Introduced in the paper "Deep Residual Learning for Image Recognition'' in 2015, ResNet-50 is an image classification architecture developed by Microsoft Research. The default ResNet50 checkpoint was trained on the ImageNet-1k dataset, which contains data on 1,000 classes of images.

In this guide, we are going to walk through how to install ResNet-50 classify images using ResNet-50.

By the end of this guide, we will have code that assigns the class “forklift” to the following image:

Without further ado, let’s get started!

What is ResNet-50?

ResNet-50 is an image classification model architecture. Introduced in 2015, ResNet-50 won first place on the ILVRC 2015 image classification task. While many new model architectures that achieve strong performance have since been introduced, ResNet-50 is still a notable architecture in the history of computer vision.

The default ResNet checkpoint can identify any of 1,000 classes in the ImageNet-1k dataset.

How to Install ResNet-50

You can install ResNet-50 using the HuggingFace Transformers Python package.

To get started, first install Transformers:

pip install transformers

Once you have installed Transformers, you can load the microsoft/resnet-50 model in your code with the ResNetForImageClassification data loader.

## Data listing
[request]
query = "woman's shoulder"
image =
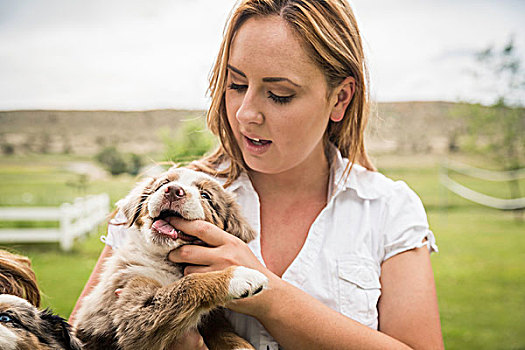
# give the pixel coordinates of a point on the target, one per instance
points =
(374, 185)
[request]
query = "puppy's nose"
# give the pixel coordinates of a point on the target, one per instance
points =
(174, 192)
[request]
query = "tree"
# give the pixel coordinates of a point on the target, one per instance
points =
(499, 131)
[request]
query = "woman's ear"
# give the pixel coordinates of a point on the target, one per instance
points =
(343, 94)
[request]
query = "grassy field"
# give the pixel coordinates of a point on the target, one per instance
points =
(480, 270)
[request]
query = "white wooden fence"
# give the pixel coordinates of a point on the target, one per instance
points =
(76, 219)
(480, 198)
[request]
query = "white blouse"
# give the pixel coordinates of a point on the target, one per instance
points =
(368, 219)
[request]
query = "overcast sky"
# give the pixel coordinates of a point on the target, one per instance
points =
(134, 55)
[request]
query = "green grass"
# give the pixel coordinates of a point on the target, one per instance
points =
(480, 269)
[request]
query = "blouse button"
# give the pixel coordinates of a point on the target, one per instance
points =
(364, 276)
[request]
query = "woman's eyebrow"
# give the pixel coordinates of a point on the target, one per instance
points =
(266, 80)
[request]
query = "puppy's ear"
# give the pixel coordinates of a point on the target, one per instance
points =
(133, 203)
(60, 330)
(235, 223)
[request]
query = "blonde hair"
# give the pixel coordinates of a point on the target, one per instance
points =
(18, 278)
(330, 35)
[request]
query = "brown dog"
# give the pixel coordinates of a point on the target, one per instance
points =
(22, 325)
(157, 305)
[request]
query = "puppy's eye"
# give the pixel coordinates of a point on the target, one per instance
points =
(4, 318)
(205, 195)
(162, 183)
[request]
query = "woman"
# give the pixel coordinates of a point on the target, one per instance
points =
(346, 250)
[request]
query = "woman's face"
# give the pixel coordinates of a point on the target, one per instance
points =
(276, 98)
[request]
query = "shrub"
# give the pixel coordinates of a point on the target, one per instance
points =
(191, 141)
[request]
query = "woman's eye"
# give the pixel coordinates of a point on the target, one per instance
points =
(280, 99)
(237, 87)
(5, 318)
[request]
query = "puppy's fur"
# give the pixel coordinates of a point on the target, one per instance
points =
(22, 325)
(157, 305)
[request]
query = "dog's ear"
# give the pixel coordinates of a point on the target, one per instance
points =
(132, 204)
(60, 330)
(235, 223)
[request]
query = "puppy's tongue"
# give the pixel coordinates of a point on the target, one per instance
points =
(165, 228)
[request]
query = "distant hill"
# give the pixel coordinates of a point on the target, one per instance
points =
(401, 126)
(85, 132)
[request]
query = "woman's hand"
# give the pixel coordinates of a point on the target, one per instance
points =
(223, 249)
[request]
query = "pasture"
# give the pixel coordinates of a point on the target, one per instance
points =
(480, 269)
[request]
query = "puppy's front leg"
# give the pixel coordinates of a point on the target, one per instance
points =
(149, 317)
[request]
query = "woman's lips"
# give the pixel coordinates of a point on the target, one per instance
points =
(256, 145)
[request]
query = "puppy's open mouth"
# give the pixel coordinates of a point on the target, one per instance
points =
(161, 226)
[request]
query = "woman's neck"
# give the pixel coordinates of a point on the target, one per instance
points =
(305, 180)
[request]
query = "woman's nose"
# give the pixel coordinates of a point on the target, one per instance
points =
(249, 112)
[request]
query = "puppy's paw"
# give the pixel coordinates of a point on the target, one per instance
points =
(246, 282)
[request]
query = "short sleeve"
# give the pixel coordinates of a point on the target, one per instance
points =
(117, 228)
(405, 224)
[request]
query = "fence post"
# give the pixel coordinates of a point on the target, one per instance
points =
(66, 226)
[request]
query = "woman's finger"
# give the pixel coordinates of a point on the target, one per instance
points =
(203, 230)
(192, 254)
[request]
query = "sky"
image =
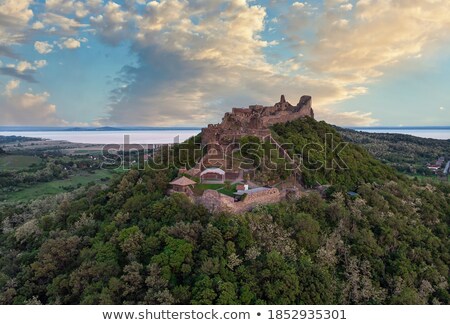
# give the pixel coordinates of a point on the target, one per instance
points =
(185, 63)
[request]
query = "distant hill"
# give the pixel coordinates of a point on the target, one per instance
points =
(130, 243)
(406, 153)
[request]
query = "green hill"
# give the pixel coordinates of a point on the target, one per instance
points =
(131, 244)
(328, 158)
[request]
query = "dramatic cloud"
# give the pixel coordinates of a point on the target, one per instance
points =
(22, 70)
(65, 24)
(26, 108)
(14, 18)
(71, 43)
(43, 47)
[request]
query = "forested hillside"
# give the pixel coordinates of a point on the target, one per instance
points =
(130, 243)
(324, 162)
(404, 152)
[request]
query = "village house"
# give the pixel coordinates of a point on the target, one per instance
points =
(212, 176)
(182, 185)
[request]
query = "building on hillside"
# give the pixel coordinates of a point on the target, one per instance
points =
(212, 176)
(242, 187)
(182, 185)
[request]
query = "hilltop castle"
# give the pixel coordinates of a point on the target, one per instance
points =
(255, 120)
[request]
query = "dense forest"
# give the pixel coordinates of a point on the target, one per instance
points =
(129, 243)
(406, 153)
(326, 160)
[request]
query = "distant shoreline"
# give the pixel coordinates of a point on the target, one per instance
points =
(184, 128)
(171, 135)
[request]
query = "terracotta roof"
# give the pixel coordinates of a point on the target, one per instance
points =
(183, 181)
(213, 170)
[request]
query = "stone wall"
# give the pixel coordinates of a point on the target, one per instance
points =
(255, 120)
(215, 201)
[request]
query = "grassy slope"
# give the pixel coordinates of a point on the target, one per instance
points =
(17, 162)
(59, 186)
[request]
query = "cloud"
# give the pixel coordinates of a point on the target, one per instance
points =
(113, 25)
(66, 25)
(14, 18)
(43, 47)
(298, 5)
(37, 25)
(383, 33)
(68, 7)
(27, 108)
(71, 43)
(23, 69)
(346, 7)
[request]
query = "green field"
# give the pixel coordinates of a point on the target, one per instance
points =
(59, 186)
(17, 162)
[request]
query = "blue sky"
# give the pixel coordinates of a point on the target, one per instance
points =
(185, 63)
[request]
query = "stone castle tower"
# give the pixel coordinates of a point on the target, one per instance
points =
(255, 120)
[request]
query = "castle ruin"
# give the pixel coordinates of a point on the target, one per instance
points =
(255, 120)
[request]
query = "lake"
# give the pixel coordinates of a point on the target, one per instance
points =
(110, 137)
(167, 135)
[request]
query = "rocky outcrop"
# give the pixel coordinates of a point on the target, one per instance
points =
(255, 120)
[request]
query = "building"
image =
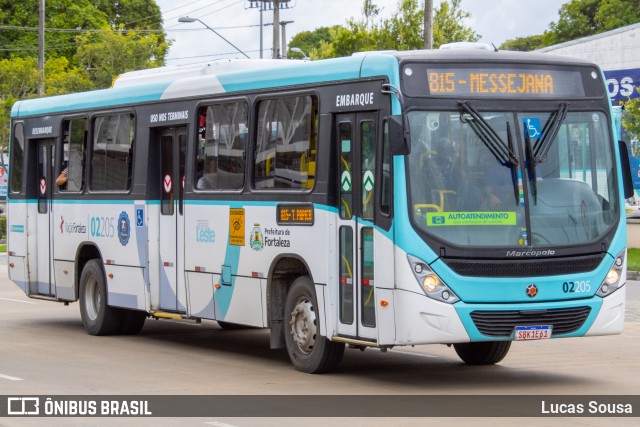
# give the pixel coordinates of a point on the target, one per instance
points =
(618, 54)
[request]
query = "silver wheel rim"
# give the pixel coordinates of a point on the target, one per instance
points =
(303, 325)
(92, 298)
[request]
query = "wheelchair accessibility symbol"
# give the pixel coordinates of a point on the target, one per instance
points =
(533, 127)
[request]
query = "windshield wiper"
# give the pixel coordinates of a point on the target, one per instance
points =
(549, 133)
(503, 152)
(514, 169)
(531, 163)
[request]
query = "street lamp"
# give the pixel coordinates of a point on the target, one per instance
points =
(186, 19)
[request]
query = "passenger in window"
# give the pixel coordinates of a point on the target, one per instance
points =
(61, 180)
(210, 178)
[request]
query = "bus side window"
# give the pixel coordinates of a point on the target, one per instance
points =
(221, 146)
(385, 193)
(113, 138)
(17, 158)
(74, 148)
(286, 143)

## Problems to work on
• A. Echo the ResNet-50 guide above word for word, everything from "By the end of" down to "Transformers Python package.".
• B. Answer these questions using the ResNet-50 guide above:
(i) Which organization developed ResNet-50?
(ii) What place did ResNet-50 take on the ILVRC 2015 image classification task?
(iii) Which Python package does the guide use to install ResNet-50?

## Results for the exercise
• A.
By the end of this guide, we will have code that assigns the class “forklift” to the following image:

Without further ado, let’s get started!

What is ResNet-50?

ResNet-50 is an image classification model architecture. Introduced in 2015, ResNet-50 won first place on the ILVRC 2015 image classification task. While many new model architectures that achieve strong performance have since been introduced, ResNet-50 is still a notable architecture in the history of computer vision.

The default ResNet checkpoint can identify any of 1,000 classes in the ImageNet-1k dataset.

How to Install ResNet-50

You can install ResNet-50 using the HuggingFace Transformers Python package.

• B.
(i) Microsoft Research
(ii) First place
(iii) The HuggingFace Transformers package